▶ [What needs to be done]: From the listing below, pick out every line that contains the word "green" and copy each one in full. Case counts.
▼▼▼
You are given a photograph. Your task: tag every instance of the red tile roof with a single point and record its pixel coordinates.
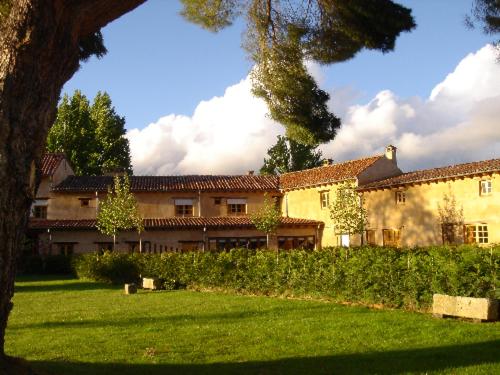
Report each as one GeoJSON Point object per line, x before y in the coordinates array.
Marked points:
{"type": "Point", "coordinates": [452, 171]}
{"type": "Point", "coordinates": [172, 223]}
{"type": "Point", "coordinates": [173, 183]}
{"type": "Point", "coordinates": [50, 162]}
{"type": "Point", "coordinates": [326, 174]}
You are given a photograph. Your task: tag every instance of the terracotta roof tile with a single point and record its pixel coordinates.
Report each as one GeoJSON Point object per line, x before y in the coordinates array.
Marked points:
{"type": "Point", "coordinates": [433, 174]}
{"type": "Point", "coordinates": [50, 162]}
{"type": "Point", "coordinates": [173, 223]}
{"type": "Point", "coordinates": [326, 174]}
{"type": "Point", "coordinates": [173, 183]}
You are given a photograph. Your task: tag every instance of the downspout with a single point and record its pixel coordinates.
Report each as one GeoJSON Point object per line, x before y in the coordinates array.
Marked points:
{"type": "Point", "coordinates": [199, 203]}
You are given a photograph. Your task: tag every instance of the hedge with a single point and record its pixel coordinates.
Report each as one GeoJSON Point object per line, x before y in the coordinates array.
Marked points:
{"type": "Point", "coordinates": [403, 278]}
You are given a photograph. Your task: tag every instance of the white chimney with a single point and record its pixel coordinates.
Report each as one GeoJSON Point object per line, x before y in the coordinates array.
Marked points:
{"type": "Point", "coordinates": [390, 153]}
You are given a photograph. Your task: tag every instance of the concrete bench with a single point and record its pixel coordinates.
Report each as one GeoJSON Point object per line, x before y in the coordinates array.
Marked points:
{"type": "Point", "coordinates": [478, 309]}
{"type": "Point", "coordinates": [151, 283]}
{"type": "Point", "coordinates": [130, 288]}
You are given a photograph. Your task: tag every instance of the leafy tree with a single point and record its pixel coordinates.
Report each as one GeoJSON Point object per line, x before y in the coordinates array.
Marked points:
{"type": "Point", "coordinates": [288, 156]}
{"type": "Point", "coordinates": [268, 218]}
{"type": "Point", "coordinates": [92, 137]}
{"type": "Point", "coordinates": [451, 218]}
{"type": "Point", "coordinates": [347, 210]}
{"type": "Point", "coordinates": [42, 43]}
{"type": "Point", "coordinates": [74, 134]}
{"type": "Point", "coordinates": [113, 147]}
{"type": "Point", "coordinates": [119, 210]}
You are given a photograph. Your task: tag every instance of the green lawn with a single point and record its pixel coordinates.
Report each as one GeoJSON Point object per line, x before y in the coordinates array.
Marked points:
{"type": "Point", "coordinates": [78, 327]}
▲▲▲
▼▼▼
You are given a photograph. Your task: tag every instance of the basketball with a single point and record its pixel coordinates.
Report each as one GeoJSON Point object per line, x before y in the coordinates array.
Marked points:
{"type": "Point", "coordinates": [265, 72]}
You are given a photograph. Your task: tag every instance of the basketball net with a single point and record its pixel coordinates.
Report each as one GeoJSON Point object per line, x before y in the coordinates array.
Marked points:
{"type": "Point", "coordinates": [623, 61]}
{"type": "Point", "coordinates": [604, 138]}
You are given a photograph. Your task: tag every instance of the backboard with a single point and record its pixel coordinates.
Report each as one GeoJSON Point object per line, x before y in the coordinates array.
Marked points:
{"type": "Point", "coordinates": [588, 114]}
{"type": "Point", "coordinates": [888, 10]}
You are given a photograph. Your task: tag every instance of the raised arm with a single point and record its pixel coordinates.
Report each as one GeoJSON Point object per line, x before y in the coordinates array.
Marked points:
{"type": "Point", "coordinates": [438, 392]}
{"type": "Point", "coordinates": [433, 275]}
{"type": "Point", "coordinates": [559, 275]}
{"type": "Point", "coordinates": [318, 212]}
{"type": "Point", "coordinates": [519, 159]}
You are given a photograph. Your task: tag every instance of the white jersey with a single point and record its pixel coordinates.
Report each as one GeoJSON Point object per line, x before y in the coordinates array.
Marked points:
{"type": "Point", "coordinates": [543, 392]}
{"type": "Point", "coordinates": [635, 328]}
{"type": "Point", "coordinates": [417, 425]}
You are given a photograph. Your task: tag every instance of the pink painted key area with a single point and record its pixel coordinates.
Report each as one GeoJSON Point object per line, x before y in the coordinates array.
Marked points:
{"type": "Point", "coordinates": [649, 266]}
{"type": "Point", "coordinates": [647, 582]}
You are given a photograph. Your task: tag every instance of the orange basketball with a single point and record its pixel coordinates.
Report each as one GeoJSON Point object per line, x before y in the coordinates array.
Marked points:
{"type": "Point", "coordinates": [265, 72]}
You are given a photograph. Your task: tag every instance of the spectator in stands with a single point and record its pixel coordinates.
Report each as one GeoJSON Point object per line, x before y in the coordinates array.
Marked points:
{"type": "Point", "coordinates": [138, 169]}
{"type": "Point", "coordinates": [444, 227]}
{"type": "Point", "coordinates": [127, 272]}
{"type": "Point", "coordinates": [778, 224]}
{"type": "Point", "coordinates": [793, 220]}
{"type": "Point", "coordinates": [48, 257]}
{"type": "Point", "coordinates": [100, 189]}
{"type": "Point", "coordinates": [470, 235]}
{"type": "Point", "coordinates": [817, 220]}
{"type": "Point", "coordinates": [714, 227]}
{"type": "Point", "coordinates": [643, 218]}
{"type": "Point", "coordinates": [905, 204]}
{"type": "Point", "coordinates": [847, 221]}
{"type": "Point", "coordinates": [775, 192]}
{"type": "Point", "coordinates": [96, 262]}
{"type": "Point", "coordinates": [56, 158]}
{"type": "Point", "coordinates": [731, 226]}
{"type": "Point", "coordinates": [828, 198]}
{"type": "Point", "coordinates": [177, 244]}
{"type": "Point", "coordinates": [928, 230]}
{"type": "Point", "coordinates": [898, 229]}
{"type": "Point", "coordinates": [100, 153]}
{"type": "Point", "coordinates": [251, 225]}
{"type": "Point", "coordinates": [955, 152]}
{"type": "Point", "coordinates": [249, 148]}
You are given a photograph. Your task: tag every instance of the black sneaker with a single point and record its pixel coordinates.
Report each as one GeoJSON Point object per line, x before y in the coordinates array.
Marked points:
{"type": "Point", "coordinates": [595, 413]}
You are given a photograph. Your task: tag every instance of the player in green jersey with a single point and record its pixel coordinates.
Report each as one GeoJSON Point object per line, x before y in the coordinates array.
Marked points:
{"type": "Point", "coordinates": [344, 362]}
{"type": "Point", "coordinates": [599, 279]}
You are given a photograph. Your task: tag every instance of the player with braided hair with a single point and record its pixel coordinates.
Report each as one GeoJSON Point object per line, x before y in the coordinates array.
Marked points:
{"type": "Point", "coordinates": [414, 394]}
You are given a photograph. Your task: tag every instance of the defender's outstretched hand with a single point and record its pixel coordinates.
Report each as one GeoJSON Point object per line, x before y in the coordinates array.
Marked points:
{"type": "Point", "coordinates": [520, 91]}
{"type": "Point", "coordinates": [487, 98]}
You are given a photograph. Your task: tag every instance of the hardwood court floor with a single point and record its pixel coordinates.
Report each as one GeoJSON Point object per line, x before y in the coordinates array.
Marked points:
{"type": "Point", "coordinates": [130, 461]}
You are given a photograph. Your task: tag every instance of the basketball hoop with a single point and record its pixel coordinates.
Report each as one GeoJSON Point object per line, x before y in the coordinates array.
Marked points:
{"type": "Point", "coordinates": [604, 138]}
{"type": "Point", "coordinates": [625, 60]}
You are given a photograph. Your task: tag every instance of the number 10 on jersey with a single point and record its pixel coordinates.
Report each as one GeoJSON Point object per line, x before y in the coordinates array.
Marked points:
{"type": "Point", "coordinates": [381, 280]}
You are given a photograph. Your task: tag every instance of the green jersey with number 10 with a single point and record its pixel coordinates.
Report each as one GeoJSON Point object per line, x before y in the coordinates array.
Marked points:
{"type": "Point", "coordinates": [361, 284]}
▲▲▲
▶ [Correct output]:
You are given a photograph. Your task: tag every instance of the green lawn with a single point and record its pixel coordinates.
You are given a photograph. Your task: tag every instance of the player in green jersey with a single point and record its pixel coordinates.
You are given a photograph. Your task: tag every instance of the green jersey with number 10 with a single point and record its pixel coordinates.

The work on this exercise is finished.